Travaux à réaliser ->
[A] Selon l'entretien avec Ons Abid, pour quelle raison a-t-elle cessé de collaborer avec la presse tunisienne ? Répondez en une à trois phrases.
[B] Dans l'entretien avec Ons Abid, en quelle année a-t-elle achevé ses études à l'École des Beaux-Arts de Tunis ?
[C] Prolongez l'entretien avec Ons Abid à partir de sa dernière phrase.

### Extrait du texte

Bonjour Ons Abid. Comment êtes-vous arrivée à la photographie ? Quelles ont-été vos influences ? Avez-vous des références africaines ?

J’ai eu la chance d’avoir mon premier appareil photo à onze ans : un cadeau d’un oncle photographe. Je pense que cela a été le plus beau cadeau de ma vie ! Un jouet pas comme les autres ! Mais aussi un jouet qui coûtait cher à mes parents, car les pellicules n’étaient pas données. J’avais droit à une par mois et pour me gâter quelquefois à deux. A l’époque, je voulais tout photographier : amis, voisins, mariages et surtout des personnes que je ne connaissais pas. Cela rendait mes parents furieux : photographier ceux qui ne sont pas de la famille et en plus dépenser l’argent pour développer les pellicules…mais je me débrouillais pour ne pas leur montrer tous les tirages…

Je suis à la fois influencée par la photographie humaniste et documentaire. Il y a plein de photographes comme Henri Cartier Bresson, Elliot Erwitt, Abbas, et surtout Martin Parr. Pour la photographie africaine Seydou Keita et Malick Sidibé du Mali, et Filipe Branquinho du Mozambique.

Votre œuvre de photographie est particulièrement bien accueillie en Europe et surtout en France. Qu'en est-il en Afrique, au Maghreb ?

Après avoir terminé mes études à l’Ecole des Beaux-Arts de Tunis en 2004, j’ai travaillé en tant que graphiste puis directeur artistique dans une agence de publicité pour plusieurs marques internationales. Je faisais de la photographie publicitaire et évènementielle en parallèle. La présence de l’humain était un facteur important dans mon travail. J’avais un penchant pour la publicité humaniste sans m’en rendre compte. Ce qui est important pour moi, ce n’est pas le produit ou le fabricant mais plutôt les personnes qui témoignent d’une réalité juste. En 2007, j’ai commencé accidentellement à collaborer avec le quotidien tunisien Le Temps du groupe Dar Essabeh, puis le magazine Tunivision, puis j’ai arrêté. J’ai compris qu’être journaliste ou photojournaliste pour la presse tunisienne ne faisait pas vivre, d’autant plus qu’il n’y avait pas de liberté d’expression. 
La photo était le dernier souci des rédactions. Elle vient toujours dans un dernier temps. Le photojournaliste fait son métier sous la pression et la censure que pratique le gouvernement. 
En 2008, j’ai eu l’occasion de publier des photos dans AM Afrique magazine, puis dans le journal Jeune Afrique et c’est là ou ma carrière a pris une nouvelle tournure.

######
### Entrées extraites

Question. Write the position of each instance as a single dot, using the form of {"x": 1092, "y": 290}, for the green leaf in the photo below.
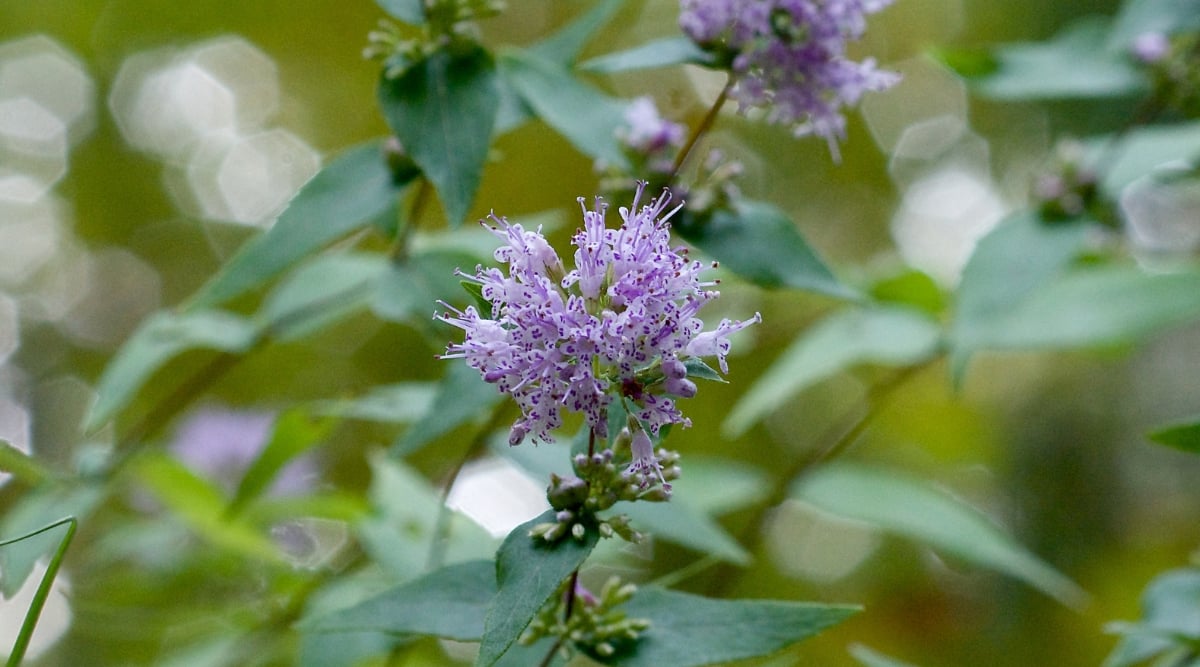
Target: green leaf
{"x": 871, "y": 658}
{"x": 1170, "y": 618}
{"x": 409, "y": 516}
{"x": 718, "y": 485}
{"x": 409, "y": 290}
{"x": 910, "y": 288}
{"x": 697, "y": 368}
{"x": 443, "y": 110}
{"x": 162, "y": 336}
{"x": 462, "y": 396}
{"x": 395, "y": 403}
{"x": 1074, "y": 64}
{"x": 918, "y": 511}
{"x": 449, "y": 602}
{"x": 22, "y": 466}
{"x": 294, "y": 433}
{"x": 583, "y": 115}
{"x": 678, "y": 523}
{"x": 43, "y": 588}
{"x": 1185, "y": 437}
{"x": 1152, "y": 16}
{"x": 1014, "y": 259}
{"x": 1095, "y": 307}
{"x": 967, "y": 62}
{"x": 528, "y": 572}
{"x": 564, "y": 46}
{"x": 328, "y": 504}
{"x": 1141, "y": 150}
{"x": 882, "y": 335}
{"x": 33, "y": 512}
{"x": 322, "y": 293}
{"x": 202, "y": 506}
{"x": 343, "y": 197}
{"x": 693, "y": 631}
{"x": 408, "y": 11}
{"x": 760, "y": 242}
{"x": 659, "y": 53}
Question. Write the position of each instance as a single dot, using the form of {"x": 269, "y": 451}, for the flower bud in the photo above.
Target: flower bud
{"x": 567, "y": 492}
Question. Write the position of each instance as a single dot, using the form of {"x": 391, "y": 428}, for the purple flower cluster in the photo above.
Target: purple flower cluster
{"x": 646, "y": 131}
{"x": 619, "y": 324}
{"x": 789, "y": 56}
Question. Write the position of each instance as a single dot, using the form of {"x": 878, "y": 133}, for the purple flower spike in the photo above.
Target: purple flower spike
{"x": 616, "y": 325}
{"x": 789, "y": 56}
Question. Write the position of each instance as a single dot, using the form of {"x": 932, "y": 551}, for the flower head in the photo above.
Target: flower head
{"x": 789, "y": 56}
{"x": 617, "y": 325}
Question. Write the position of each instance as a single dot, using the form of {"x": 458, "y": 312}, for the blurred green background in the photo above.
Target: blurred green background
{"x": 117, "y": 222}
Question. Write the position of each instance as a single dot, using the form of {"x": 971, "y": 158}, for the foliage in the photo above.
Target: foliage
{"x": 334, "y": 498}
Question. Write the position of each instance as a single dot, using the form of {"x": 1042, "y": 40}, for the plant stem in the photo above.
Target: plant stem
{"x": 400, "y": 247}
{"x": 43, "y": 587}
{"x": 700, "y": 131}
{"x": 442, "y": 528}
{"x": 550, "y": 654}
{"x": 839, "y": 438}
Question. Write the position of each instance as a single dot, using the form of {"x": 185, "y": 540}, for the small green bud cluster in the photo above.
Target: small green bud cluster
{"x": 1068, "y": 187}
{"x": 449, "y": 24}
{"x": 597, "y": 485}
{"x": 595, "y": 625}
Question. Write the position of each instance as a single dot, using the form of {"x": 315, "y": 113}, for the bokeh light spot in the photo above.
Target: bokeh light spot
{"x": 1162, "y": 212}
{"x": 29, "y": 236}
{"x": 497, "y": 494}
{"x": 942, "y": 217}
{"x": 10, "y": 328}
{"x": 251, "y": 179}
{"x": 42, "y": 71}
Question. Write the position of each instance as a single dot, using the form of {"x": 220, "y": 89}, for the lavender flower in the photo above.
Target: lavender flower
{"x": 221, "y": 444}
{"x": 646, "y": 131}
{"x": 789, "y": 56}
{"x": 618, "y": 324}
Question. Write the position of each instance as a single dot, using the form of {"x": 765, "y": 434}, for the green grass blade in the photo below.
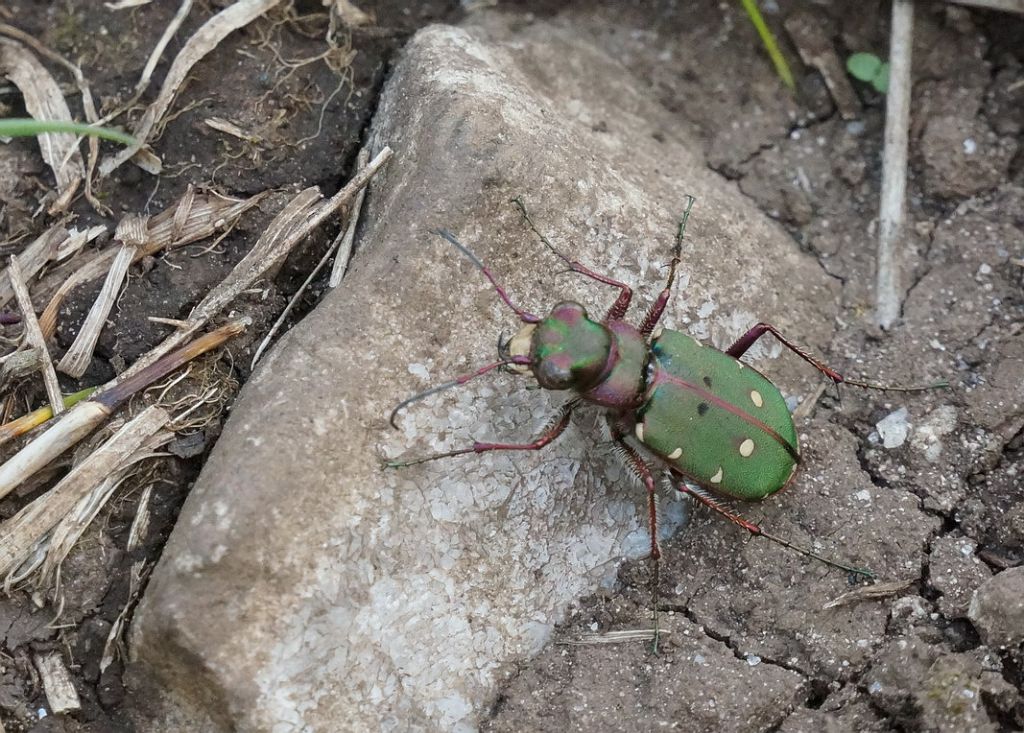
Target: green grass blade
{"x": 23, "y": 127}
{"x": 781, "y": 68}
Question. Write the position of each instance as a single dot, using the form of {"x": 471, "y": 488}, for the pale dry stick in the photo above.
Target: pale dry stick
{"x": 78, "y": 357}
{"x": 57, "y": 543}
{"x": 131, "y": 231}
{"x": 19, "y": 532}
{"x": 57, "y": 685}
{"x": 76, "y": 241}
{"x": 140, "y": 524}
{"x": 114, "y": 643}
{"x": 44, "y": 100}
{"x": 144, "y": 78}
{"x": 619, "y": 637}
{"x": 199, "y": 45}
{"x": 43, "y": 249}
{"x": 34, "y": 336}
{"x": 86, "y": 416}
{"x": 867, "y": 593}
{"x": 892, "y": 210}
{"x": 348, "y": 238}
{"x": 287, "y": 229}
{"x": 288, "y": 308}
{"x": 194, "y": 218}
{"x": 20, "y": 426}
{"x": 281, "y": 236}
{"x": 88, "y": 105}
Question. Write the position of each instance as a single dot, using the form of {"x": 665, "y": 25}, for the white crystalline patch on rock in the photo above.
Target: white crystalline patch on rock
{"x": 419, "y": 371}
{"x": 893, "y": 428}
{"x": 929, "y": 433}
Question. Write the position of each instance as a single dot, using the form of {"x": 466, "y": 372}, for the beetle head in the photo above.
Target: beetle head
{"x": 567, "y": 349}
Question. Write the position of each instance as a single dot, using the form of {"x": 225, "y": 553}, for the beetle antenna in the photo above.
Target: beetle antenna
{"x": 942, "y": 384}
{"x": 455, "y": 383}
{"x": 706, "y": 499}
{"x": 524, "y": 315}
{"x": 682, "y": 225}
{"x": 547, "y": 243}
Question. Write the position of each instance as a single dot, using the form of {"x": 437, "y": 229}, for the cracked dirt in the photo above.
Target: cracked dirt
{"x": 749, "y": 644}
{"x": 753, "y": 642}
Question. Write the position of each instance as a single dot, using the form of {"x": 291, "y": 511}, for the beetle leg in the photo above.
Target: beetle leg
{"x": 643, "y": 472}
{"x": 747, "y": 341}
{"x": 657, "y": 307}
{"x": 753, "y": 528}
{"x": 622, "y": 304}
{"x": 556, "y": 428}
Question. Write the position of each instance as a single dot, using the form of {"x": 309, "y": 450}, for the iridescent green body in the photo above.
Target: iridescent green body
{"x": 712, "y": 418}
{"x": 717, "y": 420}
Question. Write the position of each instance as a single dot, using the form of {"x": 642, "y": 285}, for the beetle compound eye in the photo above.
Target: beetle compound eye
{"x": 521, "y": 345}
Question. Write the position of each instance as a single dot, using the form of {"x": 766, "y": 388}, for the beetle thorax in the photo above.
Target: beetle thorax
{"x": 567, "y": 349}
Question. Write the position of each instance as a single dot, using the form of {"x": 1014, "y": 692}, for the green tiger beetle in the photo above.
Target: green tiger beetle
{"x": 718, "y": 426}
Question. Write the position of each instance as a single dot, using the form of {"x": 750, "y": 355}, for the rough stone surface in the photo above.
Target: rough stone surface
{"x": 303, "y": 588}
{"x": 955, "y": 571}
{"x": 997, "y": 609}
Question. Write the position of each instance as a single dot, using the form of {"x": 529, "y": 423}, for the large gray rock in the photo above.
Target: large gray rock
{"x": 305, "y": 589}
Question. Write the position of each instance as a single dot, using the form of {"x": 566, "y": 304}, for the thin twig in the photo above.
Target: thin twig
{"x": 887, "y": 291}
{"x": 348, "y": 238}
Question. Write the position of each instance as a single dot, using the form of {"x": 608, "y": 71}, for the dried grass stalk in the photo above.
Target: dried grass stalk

######

Réponses fournies ->
[A] Elle a compris qu'être journaliste ou photojournaliste pour la presse tunisienne ne permettait pas d'en vivre, d'autant plus qu'il n'y avait pas de liberté d'expression.

[B] En 2004.

[C]
En 2009, j’ai décroché une résidence à l’Ecole Nationale de la photographie d’Arles, puis j’ai été choisie parmi quinze photographes du monde arabe pour le « Mena Photojournalism program » par le Word Press Photo, c’est là où j’ai décidé de revenir en Tunisie et de me consacrer complètement au photojournalisme.

Vous avez évoqué la difficulté de réaliser des clichés à Tunis durant la période révolutionnaire en 2011. Les conditions se sont-elles améliorées depuis le début de la présidence de Moncef Marzouki ?

La révolution était brusque et inattendue, le pays en ébullition. Internet était un moyen important dans le déroulement des événements. On sentait un grand malaise mais les événements se sont succédés d’une manière très rapide. Je me suis trouvée au milieu du mouvement sans le vouloir. Le système policier de Ben Ali était très présent. J’ai passé plus qu’un an à bosser sans obtenir la carte de presse. Un moyen de mettre la pression sur les journalistes tunisiens.
 Après deux ans de révolution, la situation des médias et de la presse est toujours d’actualité. Le gouvernement sait qu’ils jouent un rôle important dans le processus démocratique. La situation ne dépend pas d’une seule personne, comme le président Moncef Marzouki, mais de plusieurs forces à la fois. La société civile joue un rôle important dans le processus de la liberté de presse. 
Le contrôle de l’information et de l’image a participé à l’installation du dispositif nécessaire à une belle dictature pendant 23 ans. La photo de Bouazizi immolé sur tous les réseaux sociaux, a été un élément important dans le déclenchement de la révolution, car non seulement on s’appuie sur une info mais aussi sur une preuve visuelle : « la preuve par l’image ».

Quel regard portez-vous sur l'appropriation de la photographie par la jeunesse tunisienne ? La pratique se développe t-elle? Souhaiteriez-vous une implication plus forte de l’État pour promouvoir cet art ou faut-il laisser cette tâche à des organismes ou des personnes davantage dépolitisés ?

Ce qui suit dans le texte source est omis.